↓↓↓
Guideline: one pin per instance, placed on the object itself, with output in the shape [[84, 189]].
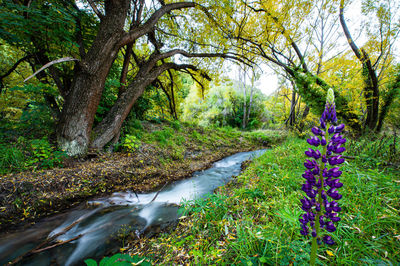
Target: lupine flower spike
[[322, 174]]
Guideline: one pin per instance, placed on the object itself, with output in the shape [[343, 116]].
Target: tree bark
[[110, 126], [371, 90]]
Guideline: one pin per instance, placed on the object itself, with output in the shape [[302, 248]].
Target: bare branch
[[64, 59], [148, 26], [352, 44]]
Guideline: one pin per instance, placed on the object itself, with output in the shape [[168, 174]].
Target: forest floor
[[166, 152], [253, 220]]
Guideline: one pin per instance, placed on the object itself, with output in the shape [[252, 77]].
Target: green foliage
[[223, 106], [130, 143], [11, 159], [376, 150], [254, 218], [162, 136], [119, 260], [29, 154]]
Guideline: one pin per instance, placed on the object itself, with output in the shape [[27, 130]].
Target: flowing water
[[103, 222]]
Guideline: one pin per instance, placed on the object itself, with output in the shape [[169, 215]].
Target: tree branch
[[96, 11], [64, 59], [12, 69], [346, 31]]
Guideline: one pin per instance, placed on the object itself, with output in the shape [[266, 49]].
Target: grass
[[254, 219]]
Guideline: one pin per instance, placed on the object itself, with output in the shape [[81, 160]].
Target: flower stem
[[314, 244]]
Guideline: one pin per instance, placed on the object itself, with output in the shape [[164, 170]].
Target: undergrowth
[[254, 219]]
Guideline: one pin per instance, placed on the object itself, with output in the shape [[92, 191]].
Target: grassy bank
[[152, 154], [255, 218]]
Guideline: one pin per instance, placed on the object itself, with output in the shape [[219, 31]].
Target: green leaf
[[91, 262]]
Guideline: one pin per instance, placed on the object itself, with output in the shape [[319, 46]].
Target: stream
[[103, 222]]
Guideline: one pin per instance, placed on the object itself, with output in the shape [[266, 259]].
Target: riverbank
[[165, 153], [254, 219]]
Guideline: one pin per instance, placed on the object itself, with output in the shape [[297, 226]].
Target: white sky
[[268, 82]]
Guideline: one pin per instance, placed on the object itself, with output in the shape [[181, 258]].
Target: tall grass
[[255, 218]]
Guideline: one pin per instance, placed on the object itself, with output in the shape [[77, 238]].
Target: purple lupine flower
[[322, 176]]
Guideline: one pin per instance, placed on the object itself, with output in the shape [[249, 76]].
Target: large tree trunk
[[81, 103], [110, 126]]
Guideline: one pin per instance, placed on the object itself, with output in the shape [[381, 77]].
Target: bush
[[11, 159], [130, 143]]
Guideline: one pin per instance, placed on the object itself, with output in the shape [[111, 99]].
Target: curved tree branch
[[148, 26]]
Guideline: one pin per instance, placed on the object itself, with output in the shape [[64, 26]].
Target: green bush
[[162, 136], [11, 159], [130, 143], [119, 260]]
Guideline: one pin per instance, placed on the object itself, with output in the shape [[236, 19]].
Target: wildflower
[[322, 178]]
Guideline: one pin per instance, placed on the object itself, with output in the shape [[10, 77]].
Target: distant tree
[[119, 25]]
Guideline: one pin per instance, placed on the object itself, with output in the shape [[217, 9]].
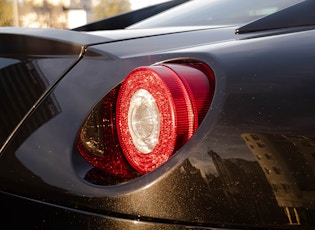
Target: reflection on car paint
[[288, 163]]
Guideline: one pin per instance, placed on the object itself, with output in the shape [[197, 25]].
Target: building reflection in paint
[[288, 163]]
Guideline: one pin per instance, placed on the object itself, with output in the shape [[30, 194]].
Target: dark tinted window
[[215, 12]]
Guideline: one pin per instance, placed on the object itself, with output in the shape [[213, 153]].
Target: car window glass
[[215, 12]]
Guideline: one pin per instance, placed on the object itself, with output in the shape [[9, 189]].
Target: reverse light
[[142, 122]]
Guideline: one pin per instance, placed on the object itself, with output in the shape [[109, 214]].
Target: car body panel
[[249, 165]]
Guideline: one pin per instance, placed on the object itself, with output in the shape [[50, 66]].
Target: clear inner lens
[[144, 121]]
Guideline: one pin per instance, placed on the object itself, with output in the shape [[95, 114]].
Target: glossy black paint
[[301, 14], [123, 20], [238, 170]]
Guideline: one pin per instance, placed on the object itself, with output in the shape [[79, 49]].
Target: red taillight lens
[[139, 125]]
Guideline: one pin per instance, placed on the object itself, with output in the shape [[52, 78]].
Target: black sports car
[[199, 117]]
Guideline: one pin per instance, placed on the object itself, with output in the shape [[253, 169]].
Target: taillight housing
[[141, 123]]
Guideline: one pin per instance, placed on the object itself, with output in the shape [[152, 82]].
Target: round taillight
[[158, 109]]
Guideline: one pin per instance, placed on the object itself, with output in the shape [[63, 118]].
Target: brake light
[[141, 123]]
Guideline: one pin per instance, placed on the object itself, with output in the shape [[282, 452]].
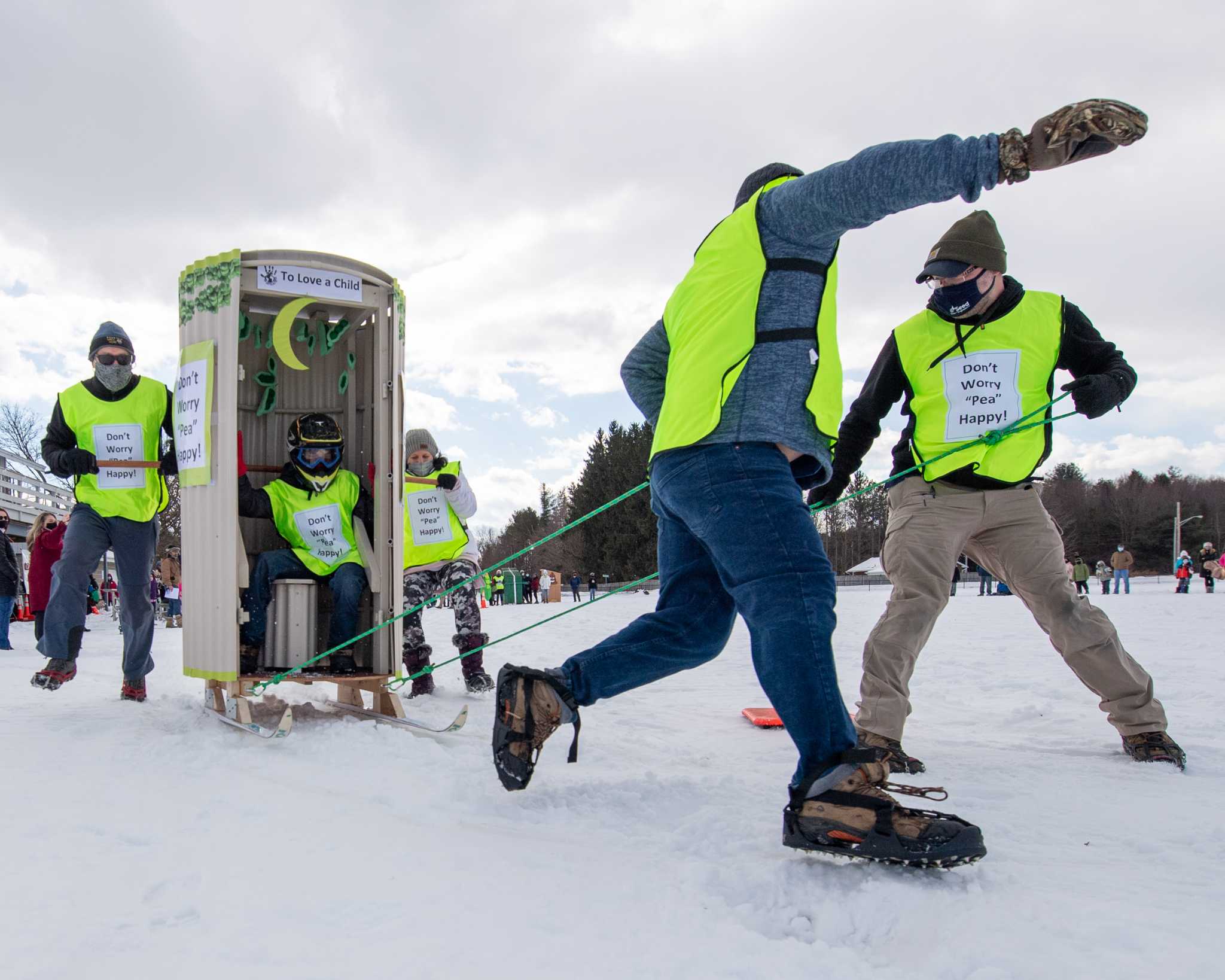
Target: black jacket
[[60, 437], [1082, 352], [252, 503], [10, 573]]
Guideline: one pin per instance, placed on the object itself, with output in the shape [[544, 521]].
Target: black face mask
[[957, 300]]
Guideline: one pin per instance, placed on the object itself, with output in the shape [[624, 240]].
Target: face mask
[[113, 376], [957, 300]]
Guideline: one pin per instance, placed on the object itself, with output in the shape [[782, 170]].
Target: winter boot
[[133, 690], [415, 659], [59, 671], [1154, 746], [343, 663], [900, 762], [474, 677], [532, 705], [858, 818]]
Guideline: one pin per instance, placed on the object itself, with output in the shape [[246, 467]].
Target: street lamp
[[1179, 521]]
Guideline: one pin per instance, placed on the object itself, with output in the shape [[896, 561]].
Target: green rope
[[430, 668], [991, 437], [277, 678]]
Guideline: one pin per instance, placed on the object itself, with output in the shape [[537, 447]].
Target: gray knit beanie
[[419, 439]]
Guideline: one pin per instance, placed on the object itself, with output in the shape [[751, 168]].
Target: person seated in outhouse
[[313, 504]]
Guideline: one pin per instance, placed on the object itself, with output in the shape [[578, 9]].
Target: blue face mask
[[957, 300]]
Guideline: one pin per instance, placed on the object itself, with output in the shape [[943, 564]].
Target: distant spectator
[[44, 542], [172, 581], [10, 580], [1122, 561], [1081, 575], [1208, 553], [1183, 573], [1104, 576]]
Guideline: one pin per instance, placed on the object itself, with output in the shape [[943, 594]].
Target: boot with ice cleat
[[858, 818], [1154, 746], [532, 705], [895, 755]]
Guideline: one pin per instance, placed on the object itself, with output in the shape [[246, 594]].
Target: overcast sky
[[538, 174]]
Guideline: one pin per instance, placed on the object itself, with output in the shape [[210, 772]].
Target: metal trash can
[[293, 624]]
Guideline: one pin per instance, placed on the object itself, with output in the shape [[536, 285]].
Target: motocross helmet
[[316, 449]]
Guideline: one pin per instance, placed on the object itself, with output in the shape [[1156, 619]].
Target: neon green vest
[[128, 429], [711, 321], [432, 532], [1004, 373], [319, 527]]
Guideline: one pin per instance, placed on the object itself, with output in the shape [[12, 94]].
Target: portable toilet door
[[267, 336]]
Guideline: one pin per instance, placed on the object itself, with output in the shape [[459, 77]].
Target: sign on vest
[[322, 532], [119, 443], [429, 518], [983, 392]]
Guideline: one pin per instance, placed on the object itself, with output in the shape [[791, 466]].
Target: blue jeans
[[347, 583], [7, 604], [735, 537], [85, 543]]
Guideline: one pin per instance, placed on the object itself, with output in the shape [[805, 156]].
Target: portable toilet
[[267, 336]]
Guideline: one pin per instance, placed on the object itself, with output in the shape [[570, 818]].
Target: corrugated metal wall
[[370, 412]]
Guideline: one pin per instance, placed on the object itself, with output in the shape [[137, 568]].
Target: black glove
[[79, 462], [824, 497], [1068, 135], [1094, 395]]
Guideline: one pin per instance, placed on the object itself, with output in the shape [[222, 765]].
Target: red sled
[[762, 717]]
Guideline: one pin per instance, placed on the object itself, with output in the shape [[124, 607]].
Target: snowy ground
[[150, 841]]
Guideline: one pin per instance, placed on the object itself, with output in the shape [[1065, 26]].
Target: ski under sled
[[456, 725], [252, 728]]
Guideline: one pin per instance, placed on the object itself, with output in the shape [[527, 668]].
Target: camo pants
[[420, 586]]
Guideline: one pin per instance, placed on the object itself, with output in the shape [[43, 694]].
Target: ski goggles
[[318, 457]]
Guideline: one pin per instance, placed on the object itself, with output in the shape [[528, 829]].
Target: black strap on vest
[[797, 265], [796, 333], [792, 333]]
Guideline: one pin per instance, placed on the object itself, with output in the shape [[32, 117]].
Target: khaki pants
[[1010, 533]]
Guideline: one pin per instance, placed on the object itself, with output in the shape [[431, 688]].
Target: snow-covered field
[[150, 841]]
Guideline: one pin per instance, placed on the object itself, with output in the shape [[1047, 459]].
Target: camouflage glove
[[830, 493], [1075, 133]]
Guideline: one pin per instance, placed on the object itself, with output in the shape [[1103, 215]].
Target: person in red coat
[[44, 540]]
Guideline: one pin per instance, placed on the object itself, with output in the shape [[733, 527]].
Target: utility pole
[[1178, 529]]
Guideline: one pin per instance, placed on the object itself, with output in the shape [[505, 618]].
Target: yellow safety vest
[[711, 321], [128, 429], [319, 527], [432, 532], [1001, 372]]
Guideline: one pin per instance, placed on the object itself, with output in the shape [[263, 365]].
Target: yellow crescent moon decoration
[[281, 332]]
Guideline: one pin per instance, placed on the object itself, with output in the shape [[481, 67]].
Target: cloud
[[1150, 455], [544, 418], [424, 410]]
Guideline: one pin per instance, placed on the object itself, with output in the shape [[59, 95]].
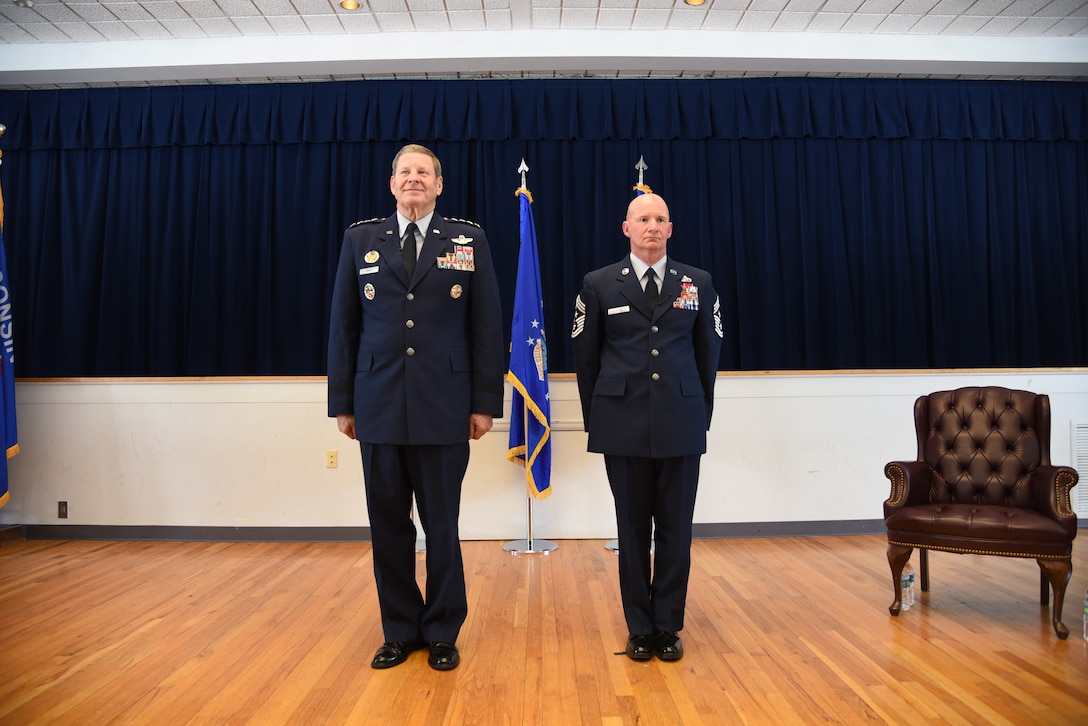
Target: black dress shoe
[[667, 645], [640, 648], [393, 653], [444, 656]]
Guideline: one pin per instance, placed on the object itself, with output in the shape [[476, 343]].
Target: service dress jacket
[[646, 373], [411, 360]]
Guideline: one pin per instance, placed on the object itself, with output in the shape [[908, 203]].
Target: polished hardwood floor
[[791, 630]]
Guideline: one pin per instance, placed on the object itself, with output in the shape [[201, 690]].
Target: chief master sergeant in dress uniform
[[415, 371], [646, 355]]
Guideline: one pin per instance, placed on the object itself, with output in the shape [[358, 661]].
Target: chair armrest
[[1050, 488], [910, 484]]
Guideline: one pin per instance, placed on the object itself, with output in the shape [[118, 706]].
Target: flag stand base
[[530, 546]]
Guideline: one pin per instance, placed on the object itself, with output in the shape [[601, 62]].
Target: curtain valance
[[545, 110]]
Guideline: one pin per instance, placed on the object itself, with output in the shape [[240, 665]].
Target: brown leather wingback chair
[[983, 483]]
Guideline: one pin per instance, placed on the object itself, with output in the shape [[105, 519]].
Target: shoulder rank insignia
[[462, 221], [372, 220]]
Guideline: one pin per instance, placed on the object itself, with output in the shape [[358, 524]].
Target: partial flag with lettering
[[9, 434], [531, 408]]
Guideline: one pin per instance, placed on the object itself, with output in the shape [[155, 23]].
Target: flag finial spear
[[522, 170], [641, 186]]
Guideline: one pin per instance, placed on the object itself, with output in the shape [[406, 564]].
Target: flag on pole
[[531, 408], [9, 435], [641, 187]]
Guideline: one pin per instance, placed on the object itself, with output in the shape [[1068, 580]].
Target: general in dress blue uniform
[[415, 371], [646, 355]]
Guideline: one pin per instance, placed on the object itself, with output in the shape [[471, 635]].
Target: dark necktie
[[652, 292], [408, 248]]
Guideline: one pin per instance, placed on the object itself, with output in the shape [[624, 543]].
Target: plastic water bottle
[[906, 585]]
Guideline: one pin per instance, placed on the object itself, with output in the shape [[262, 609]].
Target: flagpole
[[528, 545]]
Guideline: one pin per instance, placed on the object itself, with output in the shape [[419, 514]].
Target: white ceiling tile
[[828, 22], [877, 7], [1024, 8], [130, 11], [841, 5], [755, 21], [287, 24], [383, 7], [252, 25], [951, 7], [274, 7], [183, 27], [931, 25], [148, 29], [1061, 8], [616, 17], [359, 22], [431, 21], [722, 20], [680, 21], [915, 7], [93, 11], [803, 5], [497, 20], [468, 20], [987, 7], [394, 22], [964, 25], [579, 17], [546, 17], [115, 31], [1067, 27], [79, 32], [793, 22], [219, 27], [323, 24], [767, 5], [863, 23], [1034, 26], [1000, 26], [650, 19], [164, 10], [312, 8], [897, 24]]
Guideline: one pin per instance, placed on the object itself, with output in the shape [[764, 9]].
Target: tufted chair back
[[983, 444], [983, 484]]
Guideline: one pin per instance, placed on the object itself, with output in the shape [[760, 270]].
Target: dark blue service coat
[[412, 359]]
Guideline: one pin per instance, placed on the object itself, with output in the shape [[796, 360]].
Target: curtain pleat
[[848, 223]]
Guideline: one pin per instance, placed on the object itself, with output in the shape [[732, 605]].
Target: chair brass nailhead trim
[[978, 552], [898, 483], [1064, 507]]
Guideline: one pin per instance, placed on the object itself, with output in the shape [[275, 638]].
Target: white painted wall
[[247, 453]]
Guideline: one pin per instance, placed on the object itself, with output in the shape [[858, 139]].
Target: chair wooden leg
[[1059, 573], [897, 560]]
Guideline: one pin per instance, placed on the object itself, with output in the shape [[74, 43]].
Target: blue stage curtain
[[848, 223]]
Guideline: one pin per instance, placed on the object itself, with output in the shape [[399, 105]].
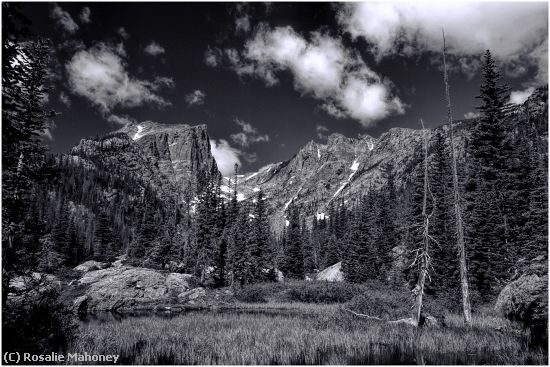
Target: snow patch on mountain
[[138, 134], [332, 273], [252, 175], [354, 167]]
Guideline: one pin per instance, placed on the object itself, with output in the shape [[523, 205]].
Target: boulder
[[332, 273], [132, 288], [192, 294], [526, 300], [80, 304], [90, 265], [430, 321], [27, 282]]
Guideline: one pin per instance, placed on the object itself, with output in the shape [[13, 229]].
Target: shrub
[[380, 301], [322, 292], [37, 322], [252, 294]]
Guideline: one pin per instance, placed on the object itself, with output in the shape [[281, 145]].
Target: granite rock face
[[172, 158], [130, 288]]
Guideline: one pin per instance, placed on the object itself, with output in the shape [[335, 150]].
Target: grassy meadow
[[290, 332]]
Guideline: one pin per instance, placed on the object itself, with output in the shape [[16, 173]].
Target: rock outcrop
[[332, 273], [525, 299], [89, 266], [129, 288]]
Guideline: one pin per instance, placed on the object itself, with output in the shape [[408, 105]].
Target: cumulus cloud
[[100, 75], [242, 19], [321, 131], [470, 28], [63, 98], [212, 56], [248, 134], [63, 19], [225, 155], [154, 49], [85, 15], [123, 33], [195, 98], [322, 68], [471, 115], [520, 96], [120, 120]]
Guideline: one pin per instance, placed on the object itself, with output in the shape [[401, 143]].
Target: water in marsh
[[268, 336]]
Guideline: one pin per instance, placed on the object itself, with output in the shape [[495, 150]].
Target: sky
[[266, 78]]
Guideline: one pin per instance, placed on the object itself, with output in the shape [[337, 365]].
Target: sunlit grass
[[310, 334]]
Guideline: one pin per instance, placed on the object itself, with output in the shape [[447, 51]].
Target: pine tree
[[388, 236], [360, 261], [293, 265], [105, 239], [488, 185], [239, 249], [260, 251]]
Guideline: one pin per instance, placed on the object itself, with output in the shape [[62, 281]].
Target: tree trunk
[[423, 255], [457, 206]]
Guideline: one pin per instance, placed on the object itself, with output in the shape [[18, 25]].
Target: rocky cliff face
[[171, 157], [343, 168]]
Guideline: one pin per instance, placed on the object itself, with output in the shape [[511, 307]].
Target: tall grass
[[311, 335]]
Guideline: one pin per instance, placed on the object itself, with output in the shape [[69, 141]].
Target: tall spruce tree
[[293, 266], [260, 251], [487, 187]]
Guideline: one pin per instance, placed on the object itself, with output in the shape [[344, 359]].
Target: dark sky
[[275, 120]]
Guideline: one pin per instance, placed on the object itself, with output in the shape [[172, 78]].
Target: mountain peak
[[138, 130]]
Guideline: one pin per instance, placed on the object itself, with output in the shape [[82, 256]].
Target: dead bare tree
[[422, 257], [457, 204]]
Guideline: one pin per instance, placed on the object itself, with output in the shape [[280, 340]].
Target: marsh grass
[[300, 334]]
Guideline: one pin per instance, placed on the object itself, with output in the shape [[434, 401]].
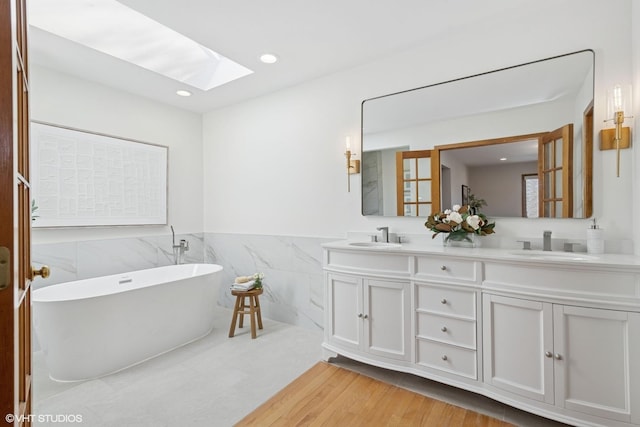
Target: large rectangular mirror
↑↑↑
* [Exercise] Put every line of the material, from its first line through the line containing "[[64, 59], [148, 26], [352, 44]]" (both included), into a JSON list of strings with one string per line. Skip blank lines and leave out the pictures.

* [Output of the exercise]
[
  "Guideline: one pin per instance, placed on the object itself, with output in the shape [[84, 189]].",
  "Target: lupine flower spike",
  "[[322, 174]]",
  "Guideline: one pin per instance, placed on the object itself, with output in the shape [[343, 116]].",
  "Target: tree bark",
  "[[110, 126], [371, 90]]",
  "Guideline: one pin per instance, placed on the object itself, with output in the shape [[302, 248]].",
  "Target: bare branch",
  "[[64, 59], [148, 26], [352, 44]]"
]